▸ **PETIKAN TEKS**:
====================
Intisari Isi dari judul berita tersebut tidak lepas dari kegundahan dan kegalauan para penulis tentang nasib riset tanah air. Para penulis dan nara sumber mengungkapkan seputar permaslahan dunia riset Indonesia sekaligus mencoba menawarkan solusi guna memajukan dunia riset tanah air.


Akar Masalah dan solusi Seputar Dunia Riset Indonesia

Sistem pendanaan riset yang terikat dengan model penerimaan negara bukan pajak (PNBP) sudah selayaknya dipertimbangkan ulang. Dengan skema seperti ini, pundi-pundi penerimaan negara kelihatannya secara terselubung diminta kepada perguruan tinggi yang menjadi beban berat perguruan tinggi.


Selama ini formulanya adalah besarnya dana riset sebanding dengan besarnya dana PNBP. Akibatnya perguruan tinggi ”terpaksa” meladeni pemenuhan unsur pemerataan, dengan menerima mahasiswa banyak, ketimbang memajukan riset di perguruan tinggi secara berkualitas dan meningkatkan kualitas.

Dosen-dosen muda dipaksa mengajar banyak. Yang semula dua mata ajar, setara dengan 6 SKS, kemudian ditugaskan mengajar tambahan di diploma 3. Padahal dosen muda mesti merampungkan persiapan untuk studi lanjutan, persiapan bahasa Inggris, dan ikut riset dengan dosen seniornya. Ini membuat tawaran mengajar memperoleh cash money yang menarik, ketimbang menempuh dunia akademik yang berat di awal. Akibatnya kultur dosen untuk riset tidak terbangun.
====================
▸ **DATA TERKUMPUL**:
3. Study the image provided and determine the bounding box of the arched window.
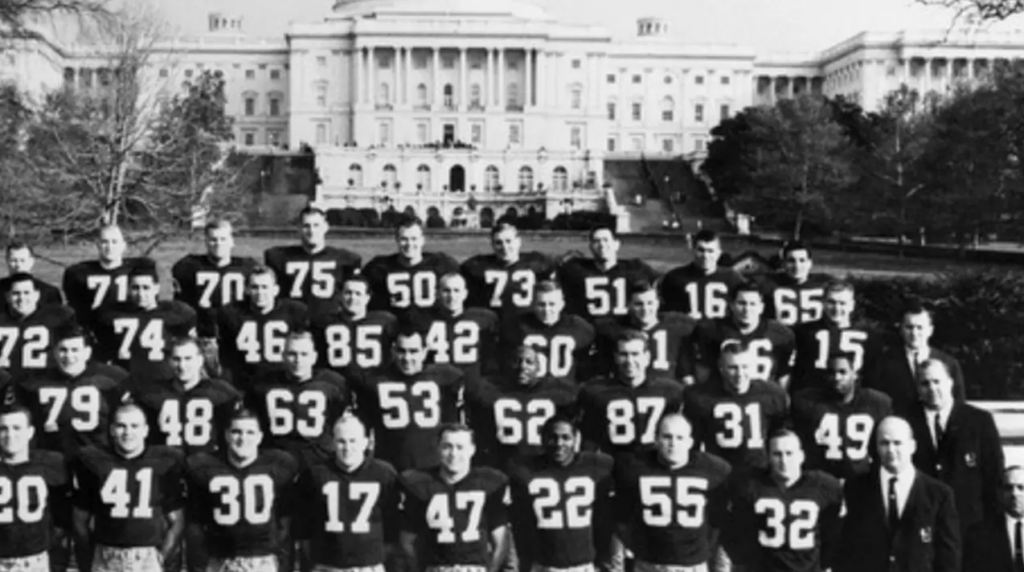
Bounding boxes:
====================
▸ **PERMINTAAN TERTULIS**:
Tolong tuliskan kembali dengan persis bagian teks tentang dunia riset Indonesia yang diawali kata-kata "Akar Masalah dan" dan diakhiri "dan meningkatkan kualitas.".

▸ **JAWABAN TUGAS**:
Akar Masalah dan solusi Seputar Dunia Riset Indonesia

Sistem pendanaan riset yang terikat dengan model penerimaan negara bukan pajak (PNBP) sudah selayaknya dipertimbangkan ulang. Dengan skema seperti ini, pundi-pundi penerimaan negara kelihatannya secara terselubung diminta kepada perguruan tinggi yang menjadi beban berat perguruan tinggi.


Selama ini formulanya adalah besarnya dana riset sebanding dengan besarnya dana PNBP. Akibatnya perguruan tinggi ”terpaksa” meladeni pemenuhan unsur pemerataan, dengan menerima mahasiswa banyak, ketimbang memajukan riset di perguruan tinggi secara berkualitas dan meningkatkan kualitas.